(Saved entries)
+++++
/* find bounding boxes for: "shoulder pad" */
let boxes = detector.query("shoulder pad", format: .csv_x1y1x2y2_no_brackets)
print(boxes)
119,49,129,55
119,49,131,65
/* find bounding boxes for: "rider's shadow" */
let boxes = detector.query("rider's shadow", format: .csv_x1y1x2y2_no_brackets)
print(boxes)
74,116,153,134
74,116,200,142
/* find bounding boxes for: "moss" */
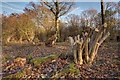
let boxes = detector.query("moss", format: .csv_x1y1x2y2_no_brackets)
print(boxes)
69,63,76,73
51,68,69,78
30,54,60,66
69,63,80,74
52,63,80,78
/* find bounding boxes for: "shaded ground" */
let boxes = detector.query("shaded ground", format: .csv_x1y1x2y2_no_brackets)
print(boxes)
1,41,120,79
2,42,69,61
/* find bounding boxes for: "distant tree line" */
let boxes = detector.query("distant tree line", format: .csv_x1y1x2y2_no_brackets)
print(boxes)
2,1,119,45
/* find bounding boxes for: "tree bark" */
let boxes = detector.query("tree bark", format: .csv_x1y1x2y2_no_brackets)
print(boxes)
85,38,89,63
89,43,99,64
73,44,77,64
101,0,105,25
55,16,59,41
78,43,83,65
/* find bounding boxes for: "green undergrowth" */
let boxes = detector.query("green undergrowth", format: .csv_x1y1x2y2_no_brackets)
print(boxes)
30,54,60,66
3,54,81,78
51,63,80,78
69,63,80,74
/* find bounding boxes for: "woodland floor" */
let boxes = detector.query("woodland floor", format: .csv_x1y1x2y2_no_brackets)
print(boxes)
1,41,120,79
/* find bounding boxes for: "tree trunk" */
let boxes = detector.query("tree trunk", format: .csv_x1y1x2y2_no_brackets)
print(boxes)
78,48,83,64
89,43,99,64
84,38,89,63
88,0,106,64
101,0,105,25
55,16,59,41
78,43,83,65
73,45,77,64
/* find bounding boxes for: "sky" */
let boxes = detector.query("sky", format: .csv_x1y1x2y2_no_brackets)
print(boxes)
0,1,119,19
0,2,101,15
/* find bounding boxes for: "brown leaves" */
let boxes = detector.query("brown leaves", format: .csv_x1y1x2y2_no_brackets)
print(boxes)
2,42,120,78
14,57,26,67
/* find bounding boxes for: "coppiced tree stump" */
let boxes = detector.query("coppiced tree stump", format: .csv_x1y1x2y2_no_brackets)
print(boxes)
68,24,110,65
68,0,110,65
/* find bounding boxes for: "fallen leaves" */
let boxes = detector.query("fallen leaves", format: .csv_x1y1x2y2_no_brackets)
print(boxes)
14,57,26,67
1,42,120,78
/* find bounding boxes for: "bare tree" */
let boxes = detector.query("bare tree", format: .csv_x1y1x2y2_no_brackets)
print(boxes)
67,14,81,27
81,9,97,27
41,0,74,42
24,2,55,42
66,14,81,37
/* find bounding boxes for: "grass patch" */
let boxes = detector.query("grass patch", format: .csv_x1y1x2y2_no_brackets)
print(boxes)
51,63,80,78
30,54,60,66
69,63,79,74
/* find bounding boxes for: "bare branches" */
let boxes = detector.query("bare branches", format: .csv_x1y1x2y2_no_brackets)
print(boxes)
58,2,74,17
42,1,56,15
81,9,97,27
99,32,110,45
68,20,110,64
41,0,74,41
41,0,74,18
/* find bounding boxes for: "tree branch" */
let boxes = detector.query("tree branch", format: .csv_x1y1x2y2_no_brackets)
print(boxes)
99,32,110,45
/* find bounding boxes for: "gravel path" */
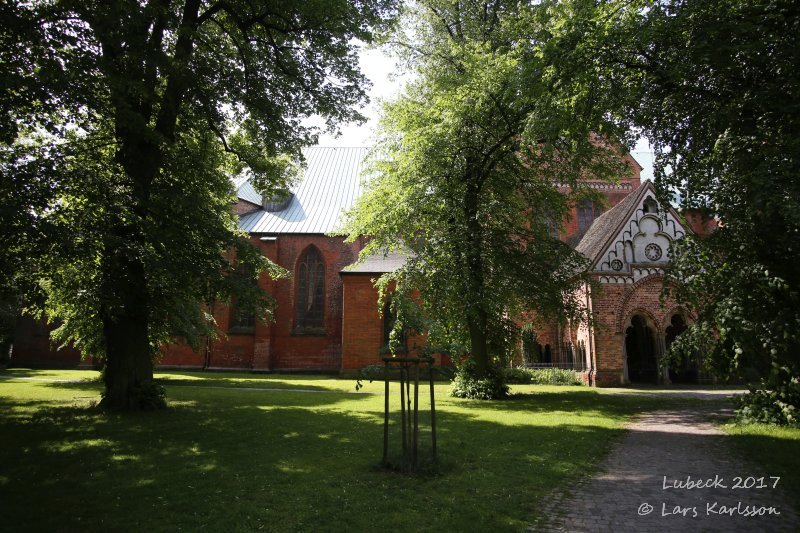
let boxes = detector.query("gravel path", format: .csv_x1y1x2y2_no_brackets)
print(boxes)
+++++
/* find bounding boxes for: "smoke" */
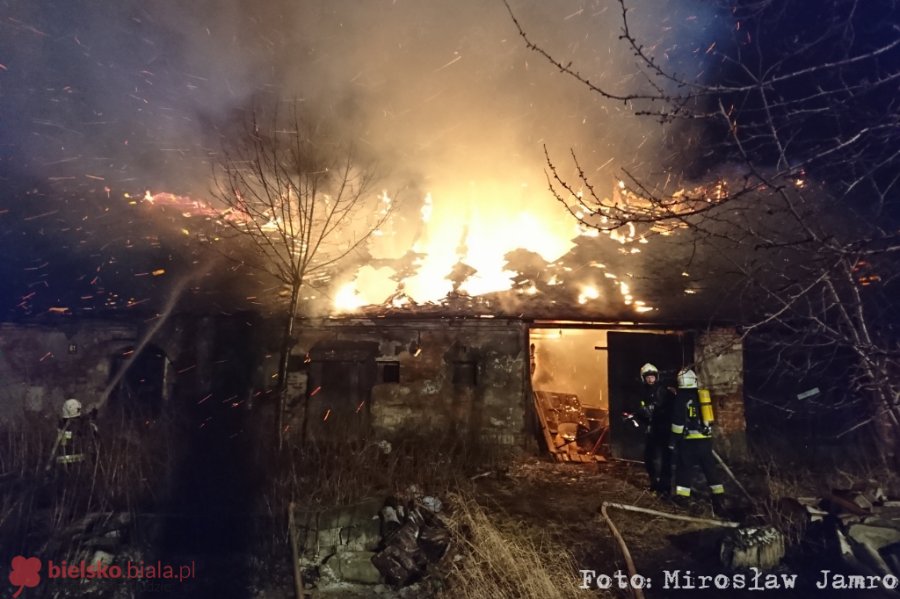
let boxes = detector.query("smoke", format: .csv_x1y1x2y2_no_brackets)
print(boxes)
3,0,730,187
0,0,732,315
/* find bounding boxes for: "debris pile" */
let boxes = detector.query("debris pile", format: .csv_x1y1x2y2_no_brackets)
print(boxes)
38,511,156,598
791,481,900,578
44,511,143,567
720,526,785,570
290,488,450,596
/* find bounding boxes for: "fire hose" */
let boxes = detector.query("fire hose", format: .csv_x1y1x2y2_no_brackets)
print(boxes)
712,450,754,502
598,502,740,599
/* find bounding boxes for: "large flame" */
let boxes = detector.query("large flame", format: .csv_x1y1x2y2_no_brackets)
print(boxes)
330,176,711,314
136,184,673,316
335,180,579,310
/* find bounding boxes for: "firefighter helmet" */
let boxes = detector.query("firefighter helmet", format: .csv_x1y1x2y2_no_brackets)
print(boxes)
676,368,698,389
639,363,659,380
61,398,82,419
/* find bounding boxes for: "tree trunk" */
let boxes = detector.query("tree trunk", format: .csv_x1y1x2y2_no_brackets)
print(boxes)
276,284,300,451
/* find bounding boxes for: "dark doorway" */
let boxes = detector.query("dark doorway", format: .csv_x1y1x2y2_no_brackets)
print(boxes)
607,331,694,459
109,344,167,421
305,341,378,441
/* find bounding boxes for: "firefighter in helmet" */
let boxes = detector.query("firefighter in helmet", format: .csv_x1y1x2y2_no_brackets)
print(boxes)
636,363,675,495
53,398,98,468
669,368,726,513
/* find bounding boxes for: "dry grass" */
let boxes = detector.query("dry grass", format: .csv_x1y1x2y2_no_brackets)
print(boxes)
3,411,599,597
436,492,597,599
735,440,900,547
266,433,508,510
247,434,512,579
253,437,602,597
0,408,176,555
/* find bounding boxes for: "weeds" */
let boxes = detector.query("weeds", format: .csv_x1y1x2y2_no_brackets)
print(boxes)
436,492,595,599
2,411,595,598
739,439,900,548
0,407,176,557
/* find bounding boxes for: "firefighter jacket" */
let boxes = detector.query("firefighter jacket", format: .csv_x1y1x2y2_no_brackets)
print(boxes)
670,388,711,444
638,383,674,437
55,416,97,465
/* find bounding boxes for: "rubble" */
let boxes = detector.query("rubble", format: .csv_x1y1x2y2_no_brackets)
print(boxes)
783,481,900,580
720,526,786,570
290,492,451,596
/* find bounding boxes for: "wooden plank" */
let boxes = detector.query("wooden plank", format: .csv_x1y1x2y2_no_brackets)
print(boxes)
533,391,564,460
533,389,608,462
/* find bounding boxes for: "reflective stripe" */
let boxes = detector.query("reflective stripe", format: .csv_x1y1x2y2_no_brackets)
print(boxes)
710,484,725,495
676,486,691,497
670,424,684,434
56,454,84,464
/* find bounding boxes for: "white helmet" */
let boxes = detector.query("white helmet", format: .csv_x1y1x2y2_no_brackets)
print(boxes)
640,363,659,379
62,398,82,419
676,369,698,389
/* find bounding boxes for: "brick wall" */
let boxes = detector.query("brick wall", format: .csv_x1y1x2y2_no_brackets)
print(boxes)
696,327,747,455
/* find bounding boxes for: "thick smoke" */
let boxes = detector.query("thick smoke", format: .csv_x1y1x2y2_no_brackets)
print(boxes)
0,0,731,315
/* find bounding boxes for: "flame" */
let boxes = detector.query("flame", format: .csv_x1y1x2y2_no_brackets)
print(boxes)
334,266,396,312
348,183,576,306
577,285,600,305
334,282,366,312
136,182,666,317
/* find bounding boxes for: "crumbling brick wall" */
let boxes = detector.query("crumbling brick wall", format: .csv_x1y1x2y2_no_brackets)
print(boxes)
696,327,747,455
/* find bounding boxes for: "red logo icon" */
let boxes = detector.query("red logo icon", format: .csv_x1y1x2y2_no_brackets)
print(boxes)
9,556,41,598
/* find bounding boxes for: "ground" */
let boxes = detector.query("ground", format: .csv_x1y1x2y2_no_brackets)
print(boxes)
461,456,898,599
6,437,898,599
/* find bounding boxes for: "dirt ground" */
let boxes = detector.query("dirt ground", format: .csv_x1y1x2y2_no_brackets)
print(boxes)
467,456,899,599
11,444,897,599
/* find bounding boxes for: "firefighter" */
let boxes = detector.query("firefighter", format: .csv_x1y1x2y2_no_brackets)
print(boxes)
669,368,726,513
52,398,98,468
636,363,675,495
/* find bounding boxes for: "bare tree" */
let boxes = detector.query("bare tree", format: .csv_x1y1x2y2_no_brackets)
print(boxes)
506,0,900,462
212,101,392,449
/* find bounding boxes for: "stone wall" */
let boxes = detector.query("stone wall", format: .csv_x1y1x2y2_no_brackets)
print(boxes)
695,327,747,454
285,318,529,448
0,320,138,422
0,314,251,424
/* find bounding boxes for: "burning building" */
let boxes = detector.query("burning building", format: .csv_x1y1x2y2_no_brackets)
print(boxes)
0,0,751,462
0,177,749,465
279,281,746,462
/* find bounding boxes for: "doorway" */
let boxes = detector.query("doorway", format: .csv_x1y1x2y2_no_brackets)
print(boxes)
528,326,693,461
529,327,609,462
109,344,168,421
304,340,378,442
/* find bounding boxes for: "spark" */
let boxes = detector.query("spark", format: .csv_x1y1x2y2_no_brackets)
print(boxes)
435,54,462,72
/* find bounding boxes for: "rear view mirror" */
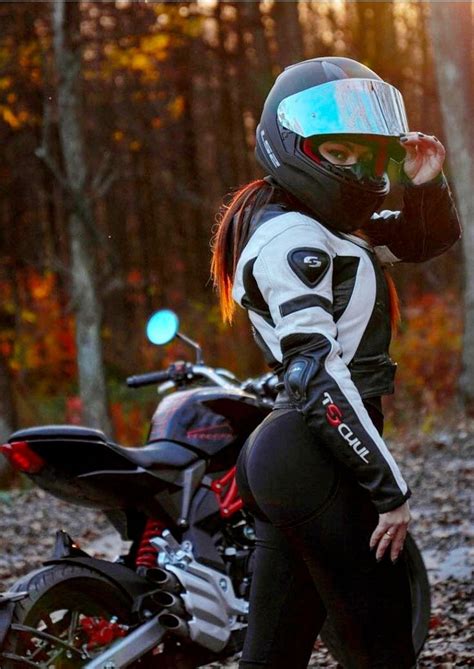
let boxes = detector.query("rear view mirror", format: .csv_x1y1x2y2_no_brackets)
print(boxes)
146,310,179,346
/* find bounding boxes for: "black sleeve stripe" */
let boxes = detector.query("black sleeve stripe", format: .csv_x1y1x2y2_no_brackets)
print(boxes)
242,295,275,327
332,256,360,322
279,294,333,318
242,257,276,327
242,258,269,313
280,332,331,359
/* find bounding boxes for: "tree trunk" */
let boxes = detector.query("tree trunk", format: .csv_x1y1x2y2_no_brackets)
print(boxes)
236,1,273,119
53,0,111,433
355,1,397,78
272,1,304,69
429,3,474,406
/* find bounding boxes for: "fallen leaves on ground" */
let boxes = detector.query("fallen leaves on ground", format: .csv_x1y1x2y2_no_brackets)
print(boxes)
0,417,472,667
+++++
Looking through the records, copy out every line in which the word "shaded" is found.

TASK RESPONSE:
/* find bounding boxes for: "shaded ground" */
let boxes = detector.query("shaded ground", format: .csv_x1y1x2y2_no_brackets)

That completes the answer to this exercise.